PROBLEM TO SOLVE = Pull together every line in the material below that contains the word "suit".

— begin LISTED RECORDS —

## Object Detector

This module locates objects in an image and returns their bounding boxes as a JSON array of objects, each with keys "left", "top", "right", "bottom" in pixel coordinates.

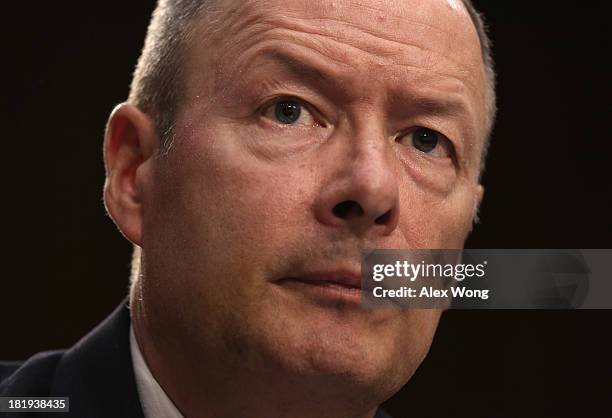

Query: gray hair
[{"left": 128, "top": 0, "right": 497, "bottom": 174}]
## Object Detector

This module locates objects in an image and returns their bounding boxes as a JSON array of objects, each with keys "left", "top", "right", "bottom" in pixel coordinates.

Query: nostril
[
  {"left": 374, "top": 210, "right": 391, "bottom": 225},
  {"left": 332, "top": 200, "right": 364, "bottom": 219}
]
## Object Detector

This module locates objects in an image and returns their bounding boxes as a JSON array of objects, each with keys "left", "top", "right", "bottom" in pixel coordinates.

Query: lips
[
  {"left": 282, "top": 270, "right": 361, "bottom": 289},
  {"left": 278, "top": 270, "right": 361, "bottom": 304}
]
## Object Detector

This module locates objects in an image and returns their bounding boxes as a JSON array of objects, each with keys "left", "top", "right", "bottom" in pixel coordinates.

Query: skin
[{"left": 104, "top": 0, "right": 485, "bottom": 418}]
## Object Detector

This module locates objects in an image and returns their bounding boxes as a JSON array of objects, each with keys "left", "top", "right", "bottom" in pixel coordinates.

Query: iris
[{"left": 274, "top": 100, "right": 302, "bottom": 125}]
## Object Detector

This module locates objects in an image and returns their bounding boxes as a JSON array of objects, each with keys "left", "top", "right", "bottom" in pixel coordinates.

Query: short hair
[{"left": 128, "top": 0, "right": 497, "bottom": 175}]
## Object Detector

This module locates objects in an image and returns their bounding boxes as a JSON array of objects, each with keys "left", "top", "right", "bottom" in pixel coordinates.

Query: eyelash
[
  {"left": 257, "top": 95, "right": 457, "bottom": 160},
  {"left": 257, "top": 95, "right": 328, "bottom": 128}
]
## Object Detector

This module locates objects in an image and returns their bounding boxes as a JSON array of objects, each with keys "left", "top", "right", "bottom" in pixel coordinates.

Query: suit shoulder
[
  {"left": 0, "top": 361, "right": 23, "bottom": 383},
  {"left": 0, "top": 350, "right": 64, "bottom": 396}
]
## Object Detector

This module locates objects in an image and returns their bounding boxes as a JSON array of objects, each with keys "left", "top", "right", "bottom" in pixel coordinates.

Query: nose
[{"left": 315, "top": 136, "right": 399, "bottom": 237}]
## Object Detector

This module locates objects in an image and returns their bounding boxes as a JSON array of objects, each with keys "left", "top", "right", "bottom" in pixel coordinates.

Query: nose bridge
[
  {"left": 347, "top": 123, "right": 397, "bottom": 194},
  {"left": 317, "top": 113, "right": 399, "bottom": 236}
]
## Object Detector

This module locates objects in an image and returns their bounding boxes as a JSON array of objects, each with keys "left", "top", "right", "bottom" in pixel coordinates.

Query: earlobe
[
  {"left": 104, "top": 103, "right": 157, "bottom": 245},
  {"left": 472, "top": 184, "right": 484, "bottom": 224}
]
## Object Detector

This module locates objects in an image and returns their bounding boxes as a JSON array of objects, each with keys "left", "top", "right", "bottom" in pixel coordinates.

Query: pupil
[
  {"left": 413, "top": 128, "right": 438, "bottom": 152},
  {"left": 275, "top": 101, "right": 301, "bottom": 124}
]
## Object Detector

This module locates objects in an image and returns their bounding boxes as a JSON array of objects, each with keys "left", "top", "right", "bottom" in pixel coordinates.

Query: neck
[{"left": 132, "top": 300, "right": 377, "bottom": 418}]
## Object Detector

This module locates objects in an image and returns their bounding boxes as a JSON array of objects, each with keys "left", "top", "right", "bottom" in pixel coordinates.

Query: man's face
[{"left": 142, "top": 0, "right": 485, "bottom": 399}]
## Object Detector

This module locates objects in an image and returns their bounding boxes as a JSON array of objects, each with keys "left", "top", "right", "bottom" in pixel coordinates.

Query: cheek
[
  {"left": 399, "top": 181, "right": 475, "bottom": 249},
  {"left": 160, "top": 122, "right": 315, "bottom": 251}
]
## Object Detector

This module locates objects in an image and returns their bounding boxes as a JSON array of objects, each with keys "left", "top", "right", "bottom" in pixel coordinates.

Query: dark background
[{"left": 0, "top": 0, "right": 612, "bottom": 418}]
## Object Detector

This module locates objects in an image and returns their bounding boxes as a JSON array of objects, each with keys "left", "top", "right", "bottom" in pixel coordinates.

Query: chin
[{"left": 249, "top": 306, "right": 435, "bottom": 403}]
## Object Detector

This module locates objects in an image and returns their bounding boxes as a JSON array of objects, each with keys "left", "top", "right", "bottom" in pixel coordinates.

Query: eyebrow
[{"left": 234, "top": 50, "right": 470, "bottom": 124}]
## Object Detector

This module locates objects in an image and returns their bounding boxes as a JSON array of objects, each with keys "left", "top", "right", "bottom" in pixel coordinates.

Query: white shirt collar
[{"left": 130, "top": 325, "right": 183, "bottom": 418}]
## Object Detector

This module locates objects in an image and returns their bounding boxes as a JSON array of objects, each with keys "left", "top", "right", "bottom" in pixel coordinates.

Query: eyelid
[
  {"left": 395, "top": 126, "right": 458, "bottom": 160},
  {"left": 257, "top": 94, "right": 329, "bottom": 128}
]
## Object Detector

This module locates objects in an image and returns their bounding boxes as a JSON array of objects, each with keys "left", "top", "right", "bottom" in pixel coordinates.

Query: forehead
[
  {"left": 186, "top": 0, "right": 485, "bottom": 138},
  {"left": 201, "top": 0, "right": 481, "bottom": 65}
]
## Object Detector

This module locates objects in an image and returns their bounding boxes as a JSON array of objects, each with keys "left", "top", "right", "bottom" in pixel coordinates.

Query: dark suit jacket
[{"left": 0, "top": 302, "right": 389, "bottom": 418}]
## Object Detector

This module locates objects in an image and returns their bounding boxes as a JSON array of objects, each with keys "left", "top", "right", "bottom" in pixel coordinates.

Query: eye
[
  {"left": 263, "top": 98, "right": 319, "bottom": 126},
  {"left": 398, "top": 128, "right": 453, "bottom": 158}
]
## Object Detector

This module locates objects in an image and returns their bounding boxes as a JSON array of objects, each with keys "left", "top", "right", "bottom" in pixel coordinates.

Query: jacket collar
[{"left": 50, "top": 299, "right": 144, "bottom": 418}]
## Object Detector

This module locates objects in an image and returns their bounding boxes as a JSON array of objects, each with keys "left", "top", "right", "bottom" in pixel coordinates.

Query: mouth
[{"left": 277, "top": 270, "right": 361, "bottom": 304}]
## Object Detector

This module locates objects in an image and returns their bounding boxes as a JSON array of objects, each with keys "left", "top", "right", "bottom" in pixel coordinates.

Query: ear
[
  {"left": 104, "top": 103, "right": 158, "bottom": 246},
  {"left": 472, "top": 184, "right": 484, "bottom": 224}
]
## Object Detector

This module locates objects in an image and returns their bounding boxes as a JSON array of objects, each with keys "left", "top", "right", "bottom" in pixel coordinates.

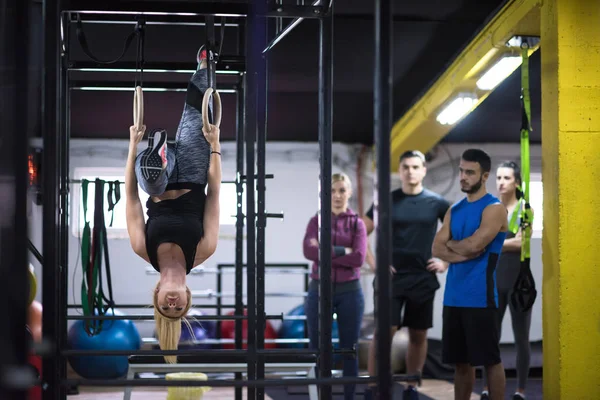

— end LISTED RECORDS —

THE SOLUTION =
Query: suit shoulder
Query: dark suit jacket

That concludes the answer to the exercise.